Document passage ->
____
I quite understand that people like Helen Belcher and Jane Fae are sick and tired of beating their heads against the national newspapers and getting nowhere. The regulatory regime that we have now is, if anything, worse than we had before the Leveson inquiry. But that’s not just us. Even the Prime Minister can’t stop the Daily Mail writing malicious articles about him. What chance do we have?

In any case, complaining doesn’t work. These days any company or public body worth its salt employs teams of people to ensure than customer complaints are deflected. That’s either passively through endless bureaucracy, or aggressively through legal threats. Again, that’s not just us. Everyone has this problem. There’s not much that anyone in the Civil Service can do to fix it.

Equally we are not going to have much luck with the national TV companies, or with Hollywood, unless we have money (like the Wachowskis) or can pitch them ideas they find attractive.

The reason that the Americans do much better than we do on diversity is that they have a bigger market, and can make money with diverse programming. We don’t have that in the UK. We have local media. The problem is that they can’t make money. Community radio, community TV, operations like Bristol 24/7, all rely to a large extent on volunteer labor. It is the same in publishing. The big multi-nationals are obsessed with finding the next best seller, while small presses do a much better job on diversity.

By working with community media we can get trans people involved in program creation, and even presenting programs. We can also get stories that are much more trans-positive. It’s not sexy. It’s not glamorous. But it makes a difference, and it can be done for comparatively small sums of money. Frankly, most community media companies are so strapped for cash that if they government were to offer small grants for diversity-related programming they’d find people queuing up to apply for them.

However, if I want to make that happen it is pretty clear that I’ll have to do it my myself, or with the help of supportive cis people.

11 thoughts on “How Not To Engage With Government

  1. Just started to read…and commenting before i’ve even got to the meat of the piece. Yes…fraid that was my first thought, too.

    Courtesy of our glorious privatised railways, any meeting in London that starts much before half ten costs me £34 to attend as opposed to £16 after that time. I am what you would probs classify as a “cheap activist”: i don’t have much of an income nowadays…and every single event has to be measured in terms of whether i feel that the return in terms of influence or usefulness weighs appropriately against the cost of attending.

    On an average month, that usually means i will self-fund attending two…at most, three…London events. Everything else needs to be covered by someone else.

    I suspect a half ten start would not have helped you…or maybe it would have done away with the overnight? But totally agree that London peeps either need to think about this or…am i the only person who has ever managed one of these? …run an informal pooled fares scheme for those attending.
____
Record list ->
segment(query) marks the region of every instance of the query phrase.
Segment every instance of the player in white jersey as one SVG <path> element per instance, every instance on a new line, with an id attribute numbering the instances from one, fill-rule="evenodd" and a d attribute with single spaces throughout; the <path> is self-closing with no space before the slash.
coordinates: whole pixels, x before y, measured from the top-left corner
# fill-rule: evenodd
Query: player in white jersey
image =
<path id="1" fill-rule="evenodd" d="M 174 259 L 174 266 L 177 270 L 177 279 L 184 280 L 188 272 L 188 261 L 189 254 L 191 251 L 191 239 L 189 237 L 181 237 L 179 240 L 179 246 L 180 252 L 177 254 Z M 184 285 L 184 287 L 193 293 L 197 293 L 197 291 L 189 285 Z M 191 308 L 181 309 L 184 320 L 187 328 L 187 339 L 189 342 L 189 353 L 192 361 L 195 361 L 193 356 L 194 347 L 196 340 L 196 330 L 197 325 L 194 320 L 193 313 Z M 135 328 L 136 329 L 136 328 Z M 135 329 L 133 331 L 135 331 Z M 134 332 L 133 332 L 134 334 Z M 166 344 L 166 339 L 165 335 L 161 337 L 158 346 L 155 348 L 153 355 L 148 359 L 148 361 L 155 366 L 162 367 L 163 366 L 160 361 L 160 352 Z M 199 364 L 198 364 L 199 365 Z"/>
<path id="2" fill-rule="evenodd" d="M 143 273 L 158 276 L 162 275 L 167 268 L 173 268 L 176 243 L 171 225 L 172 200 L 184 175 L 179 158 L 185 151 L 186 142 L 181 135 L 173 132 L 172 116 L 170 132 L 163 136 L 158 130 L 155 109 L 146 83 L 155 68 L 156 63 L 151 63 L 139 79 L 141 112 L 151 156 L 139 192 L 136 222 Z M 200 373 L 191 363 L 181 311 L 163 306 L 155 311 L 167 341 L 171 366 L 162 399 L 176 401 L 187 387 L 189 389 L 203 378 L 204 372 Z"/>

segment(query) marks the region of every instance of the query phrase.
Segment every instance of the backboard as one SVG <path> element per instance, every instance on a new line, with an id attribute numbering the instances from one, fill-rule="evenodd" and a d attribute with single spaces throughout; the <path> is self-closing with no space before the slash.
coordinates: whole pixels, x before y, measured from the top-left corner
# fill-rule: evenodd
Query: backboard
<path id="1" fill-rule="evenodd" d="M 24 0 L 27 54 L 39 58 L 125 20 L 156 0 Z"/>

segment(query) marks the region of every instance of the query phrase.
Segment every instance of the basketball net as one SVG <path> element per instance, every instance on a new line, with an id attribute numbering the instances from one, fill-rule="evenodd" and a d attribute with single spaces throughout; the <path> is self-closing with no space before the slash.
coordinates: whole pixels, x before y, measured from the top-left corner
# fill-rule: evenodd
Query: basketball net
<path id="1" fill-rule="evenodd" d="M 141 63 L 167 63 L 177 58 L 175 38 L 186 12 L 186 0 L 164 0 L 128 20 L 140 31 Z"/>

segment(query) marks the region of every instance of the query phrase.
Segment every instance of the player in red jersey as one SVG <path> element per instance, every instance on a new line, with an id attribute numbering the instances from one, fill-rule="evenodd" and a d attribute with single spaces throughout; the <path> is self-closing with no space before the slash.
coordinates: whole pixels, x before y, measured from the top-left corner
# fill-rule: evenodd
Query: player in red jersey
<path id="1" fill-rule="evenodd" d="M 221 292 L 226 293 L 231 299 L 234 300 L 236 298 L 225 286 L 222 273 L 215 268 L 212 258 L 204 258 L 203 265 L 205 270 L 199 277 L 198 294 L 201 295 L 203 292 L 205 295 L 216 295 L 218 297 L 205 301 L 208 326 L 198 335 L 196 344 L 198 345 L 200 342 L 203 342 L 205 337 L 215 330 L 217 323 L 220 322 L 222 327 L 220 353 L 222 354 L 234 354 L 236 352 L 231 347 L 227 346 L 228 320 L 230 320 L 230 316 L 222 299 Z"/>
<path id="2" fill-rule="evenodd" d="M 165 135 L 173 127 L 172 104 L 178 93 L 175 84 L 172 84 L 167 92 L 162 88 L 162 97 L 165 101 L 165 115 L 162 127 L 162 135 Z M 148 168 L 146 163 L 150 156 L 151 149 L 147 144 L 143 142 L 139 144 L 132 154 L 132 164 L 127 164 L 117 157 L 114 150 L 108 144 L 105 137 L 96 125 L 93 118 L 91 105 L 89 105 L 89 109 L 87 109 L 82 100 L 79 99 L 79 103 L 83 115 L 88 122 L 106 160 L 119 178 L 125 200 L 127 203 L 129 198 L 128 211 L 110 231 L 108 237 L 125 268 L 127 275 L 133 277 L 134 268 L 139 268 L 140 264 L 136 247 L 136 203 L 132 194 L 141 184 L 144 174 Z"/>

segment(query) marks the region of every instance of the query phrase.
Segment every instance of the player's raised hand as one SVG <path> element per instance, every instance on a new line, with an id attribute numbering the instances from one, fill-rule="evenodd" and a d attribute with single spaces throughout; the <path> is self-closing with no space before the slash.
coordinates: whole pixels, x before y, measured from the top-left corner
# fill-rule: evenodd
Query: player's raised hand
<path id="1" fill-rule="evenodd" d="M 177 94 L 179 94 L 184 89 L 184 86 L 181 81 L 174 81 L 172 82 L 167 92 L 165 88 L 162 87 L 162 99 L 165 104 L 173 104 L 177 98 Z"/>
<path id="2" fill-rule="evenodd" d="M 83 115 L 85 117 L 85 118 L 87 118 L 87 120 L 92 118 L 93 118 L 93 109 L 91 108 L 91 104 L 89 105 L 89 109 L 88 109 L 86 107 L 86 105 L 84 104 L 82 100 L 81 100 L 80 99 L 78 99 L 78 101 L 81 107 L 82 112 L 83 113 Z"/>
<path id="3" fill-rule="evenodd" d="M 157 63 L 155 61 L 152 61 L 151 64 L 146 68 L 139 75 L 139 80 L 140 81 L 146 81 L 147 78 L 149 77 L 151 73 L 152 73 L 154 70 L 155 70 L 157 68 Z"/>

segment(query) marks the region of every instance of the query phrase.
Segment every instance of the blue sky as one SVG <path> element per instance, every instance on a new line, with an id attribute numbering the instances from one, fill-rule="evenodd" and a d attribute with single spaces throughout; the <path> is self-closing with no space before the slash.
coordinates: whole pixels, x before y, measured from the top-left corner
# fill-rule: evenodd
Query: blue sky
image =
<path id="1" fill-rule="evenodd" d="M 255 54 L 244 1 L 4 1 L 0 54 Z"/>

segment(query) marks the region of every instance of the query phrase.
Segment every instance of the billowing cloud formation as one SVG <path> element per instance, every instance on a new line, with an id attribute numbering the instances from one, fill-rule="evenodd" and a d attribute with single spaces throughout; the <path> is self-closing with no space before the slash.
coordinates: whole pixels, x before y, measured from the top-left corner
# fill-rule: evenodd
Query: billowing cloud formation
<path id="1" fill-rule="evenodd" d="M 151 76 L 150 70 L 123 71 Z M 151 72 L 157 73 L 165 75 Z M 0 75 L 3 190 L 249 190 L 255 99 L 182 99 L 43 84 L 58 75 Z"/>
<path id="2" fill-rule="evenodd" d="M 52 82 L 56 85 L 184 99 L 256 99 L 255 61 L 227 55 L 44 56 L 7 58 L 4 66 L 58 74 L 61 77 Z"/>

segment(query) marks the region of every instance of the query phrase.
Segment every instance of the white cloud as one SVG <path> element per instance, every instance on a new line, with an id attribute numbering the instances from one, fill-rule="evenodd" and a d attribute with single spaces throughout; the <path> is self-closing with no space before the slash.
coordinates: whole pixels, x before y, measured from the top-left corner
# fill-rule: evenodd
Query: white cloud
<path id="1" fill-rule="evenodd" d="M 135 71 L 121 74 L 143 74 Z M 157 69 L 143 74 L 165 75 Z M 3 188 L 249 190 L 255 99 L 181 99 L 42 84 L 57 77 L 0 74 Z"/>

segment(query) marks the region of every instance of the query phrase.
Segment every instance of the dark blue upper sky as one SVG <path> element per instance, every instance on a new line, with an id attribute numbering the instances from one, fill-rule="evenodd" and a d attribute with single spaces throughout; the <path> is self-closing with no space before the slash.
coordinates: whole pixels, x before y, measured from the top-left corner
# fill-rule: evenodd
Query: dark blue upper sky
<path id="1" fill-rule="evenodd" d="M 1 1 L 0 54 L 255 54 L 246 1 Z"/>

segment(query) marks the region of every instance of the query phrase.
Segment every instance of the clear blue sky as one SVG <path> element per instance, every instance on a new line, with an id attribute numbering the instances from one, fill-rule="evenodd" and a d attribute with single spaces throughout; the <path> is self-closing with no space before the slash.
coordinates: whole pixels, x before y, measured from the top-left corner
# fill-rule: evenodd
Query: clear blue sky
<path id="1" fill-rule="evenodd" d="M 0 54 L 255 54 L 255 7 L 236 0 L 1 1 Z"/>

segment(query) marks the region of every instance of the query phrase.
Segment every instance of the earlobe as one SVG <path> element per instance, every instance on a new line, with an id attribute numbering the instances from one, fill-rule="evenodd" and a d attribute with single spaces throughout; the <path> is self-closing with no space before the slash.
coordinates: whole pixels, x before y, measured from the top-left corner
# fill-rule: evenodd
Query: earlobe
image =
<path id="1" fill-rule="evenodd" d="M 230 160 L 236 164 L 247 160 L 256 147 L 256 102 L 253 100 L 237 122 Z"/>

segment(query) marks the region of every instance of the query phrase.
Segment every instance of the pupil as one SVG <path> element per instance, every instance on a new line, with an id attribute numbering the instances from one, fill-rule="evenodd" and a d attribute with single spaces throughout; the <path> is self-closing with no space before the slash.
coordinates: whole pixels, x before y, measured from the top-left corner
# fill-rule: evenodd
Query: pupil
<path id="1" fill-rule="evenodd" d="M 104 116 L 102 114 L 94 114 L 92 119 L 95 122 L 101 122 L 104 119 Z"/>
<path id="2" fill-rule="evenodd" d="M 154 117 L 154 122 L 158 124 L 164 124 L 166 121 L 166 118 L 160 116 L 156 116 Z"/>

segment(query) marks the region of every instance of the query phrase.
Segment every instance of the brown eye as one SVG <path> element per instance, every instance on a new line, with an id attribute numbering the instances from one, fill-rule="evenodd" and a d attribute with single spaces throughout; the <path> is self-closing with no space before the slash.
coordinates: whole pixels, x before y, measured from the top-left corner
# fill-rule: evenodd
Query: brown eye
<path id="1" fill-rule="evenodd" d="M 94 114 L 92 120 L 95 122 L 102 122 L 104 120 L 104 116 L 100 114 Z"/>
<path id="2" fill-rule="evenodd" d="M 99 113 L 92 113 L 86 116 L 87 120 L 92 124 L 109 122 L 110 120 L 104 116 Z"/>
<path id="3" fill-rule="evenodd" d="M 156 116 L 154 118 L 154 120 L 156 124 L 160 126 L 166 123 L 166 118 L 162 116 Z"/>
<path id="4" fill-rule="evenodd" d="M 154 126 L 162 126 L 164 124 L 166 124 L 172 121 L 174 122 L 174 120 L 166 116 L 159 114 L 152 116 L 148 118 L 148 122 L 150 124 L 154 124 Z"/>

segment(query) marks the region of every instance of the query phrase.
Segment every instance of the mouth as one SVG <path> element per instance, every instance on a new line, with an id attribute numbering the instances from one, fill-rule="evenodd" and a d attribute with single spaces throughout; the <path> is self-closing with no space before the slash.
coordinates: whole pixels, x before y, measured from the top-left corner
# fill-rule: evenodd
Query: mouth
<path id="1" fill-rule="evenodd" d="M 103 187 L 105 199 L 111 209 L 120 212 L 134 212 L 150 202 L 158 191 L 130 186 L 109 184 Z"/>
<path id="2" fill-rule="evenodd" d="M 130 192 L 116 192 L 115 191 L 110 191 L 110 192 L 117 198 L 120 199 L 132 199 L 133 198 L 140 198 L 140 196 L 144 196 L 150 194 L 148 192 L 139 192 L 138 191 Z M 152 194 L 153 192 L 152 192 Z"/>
____
Work to complete ->
[a] From the post on engaging with government, write out the part starting with "I suspect a" and going on through "for those attending.", switching "overnight" for "hotel stay".
[b] Pick up the post on engaging with government after its last sentence and keep writing it.

The replies ->
[a]
I suspect a half ten start would not have helped you…or maybe it would have done away with the hotel stay? But totally agree that London peeps either need to think about this or…am i the only person who has ever managed one of these? …run an informal pooled fares scheme for those attending.

[b]
  2. And i’ll take issue with your take on the second half…though i think you can be forgiven for viewing it as “moan, moan, moan”.

    My own view is that things are unlikely to change unless/until the costs and penalties for businesses that discriminate become greater than the costs of “managing” complaints.

    I want to see…and over the next year hope to help make reality…a situation in which people move very quickly from being fobbed off by the standard complaints letter (“we are very sorry that on this occasion our service fell short”)…to just taking the company to court.

    Because little else is likely to make people sit up and take notice.

    Therefore, the point i was making to the GEO and other government types was that all this focus on “positives” was all very well from a position of privilege and NOT having to worry on a daily basis about whether you were going to have a credit card stopped, or be called out by a call centre because of your voice…but it was pretty useless for a lot of trans peeps.

    Therefore, they should be less focussed on training the activists over and over in what was meant by discrimination (i think i can give you a textbook explanation of that any time you care to ask)…but in supporting people who have been victims of it, helping them to take cases to the courts, and being a lot hotter on helping people deal with the two other legs of the Equality Act: victimisation and harassment.

    1. You are totally right about the flaws of the Equality Act, but that’s a much wider issue than just trans, and a much wider issue than the media.

      1. It became clear in the second meeting exactly why the Equality Act was driven by a limited number of “protected characteristics”, which was because that was the way Government has decided to break itself down – with LGBT and gender being under GEO, but race and religion being under DCLG, and disability being under DWP. It was also clear that intersectionality simply doesn’t appear in a lot of Government thinking – you are either trans or black – the idea that you can be trans AND black seems outside their thinking, because they don’t have the structure to deal with it.

        The meeting was never going to be about Government actually providing money. Instead it was always going to about Government trying to find direction. At least they were listening (or pretending to listen) rather than simply deciding they know best without any consultation at all – although dealing with Government is always a long, slow, chipping away at things.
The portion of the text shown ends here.